Segment Start: RECORD SET

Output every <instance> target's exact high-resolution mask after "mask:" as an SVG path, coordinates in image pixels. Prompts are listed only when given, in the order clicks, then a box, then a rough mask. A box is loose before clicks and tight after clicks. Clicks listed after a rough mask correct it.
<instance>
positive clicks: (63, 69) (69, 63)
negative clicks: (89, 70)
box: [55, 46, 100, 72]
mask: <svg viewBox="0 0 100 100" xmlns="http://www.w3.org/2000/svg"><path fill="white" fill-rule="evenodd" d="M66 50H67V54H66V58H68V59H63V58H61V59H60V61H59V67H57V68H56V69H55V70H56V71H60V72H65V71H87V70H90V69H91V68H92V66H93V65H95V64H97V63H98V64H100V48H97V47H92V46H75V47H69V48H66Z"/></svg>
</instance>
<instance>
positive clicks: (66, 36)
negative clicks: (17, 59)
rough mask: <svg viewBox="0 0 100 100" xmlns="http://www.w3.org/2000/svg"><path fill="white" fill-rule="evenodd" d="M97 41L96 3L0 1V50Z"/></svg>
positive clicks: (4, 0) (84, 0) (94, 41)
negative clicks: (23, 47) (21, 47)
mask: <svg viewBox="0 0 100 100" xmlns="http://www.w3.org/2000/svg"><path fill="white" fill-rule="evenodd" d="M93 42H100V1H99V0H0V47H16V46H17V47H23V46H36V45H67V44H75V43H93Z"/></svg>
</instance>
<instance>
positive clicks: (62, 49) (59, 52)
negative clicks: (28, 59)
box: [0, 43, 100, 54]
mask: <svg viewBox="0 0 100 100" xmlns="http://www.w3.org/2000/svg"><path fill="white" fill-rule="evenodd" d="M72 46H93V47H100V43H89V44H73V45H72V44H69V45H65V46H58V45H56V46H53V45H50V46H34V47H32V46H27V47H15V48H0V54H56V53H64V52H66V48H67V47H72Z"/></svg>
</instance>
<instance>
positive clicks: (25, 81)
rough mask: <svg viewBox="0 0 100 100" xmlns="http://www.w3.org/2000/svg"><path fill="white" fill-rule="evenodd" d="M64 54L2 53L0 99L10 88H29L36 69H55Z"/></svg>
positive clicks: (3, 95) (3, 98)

Segment End: RECORD SET

TASK DIRECTIONS:
Of the lines in the data, report each one containing the string "rough".

RESPONSE:
Output every <instance> target's exact high-resolution mask after "mask:" as an SVG path, coordinates in image pixels. Prompts are listed only when given, in the order clicks, then a box, then a rough mask. A box is loose before clicks and tight after clicks. Clicks listed after a rough mask correct it.
rough mask: <svg viewBox="0 0 100 100" xmlns="http://www.w3.org/2000/svg"><path fill="white" fill-rule="evenodd" d="M97 41L96 3L0 1V50Z"/></svg>
rough mask: <svg viewBox="0 0 100 100" xmlns="http://www.w3.org/2000/svg"><path fill="white" fill-rule="evenodd" d="M64 54L2 53L0 99L10 88H29L36 69H55Z"/></svg>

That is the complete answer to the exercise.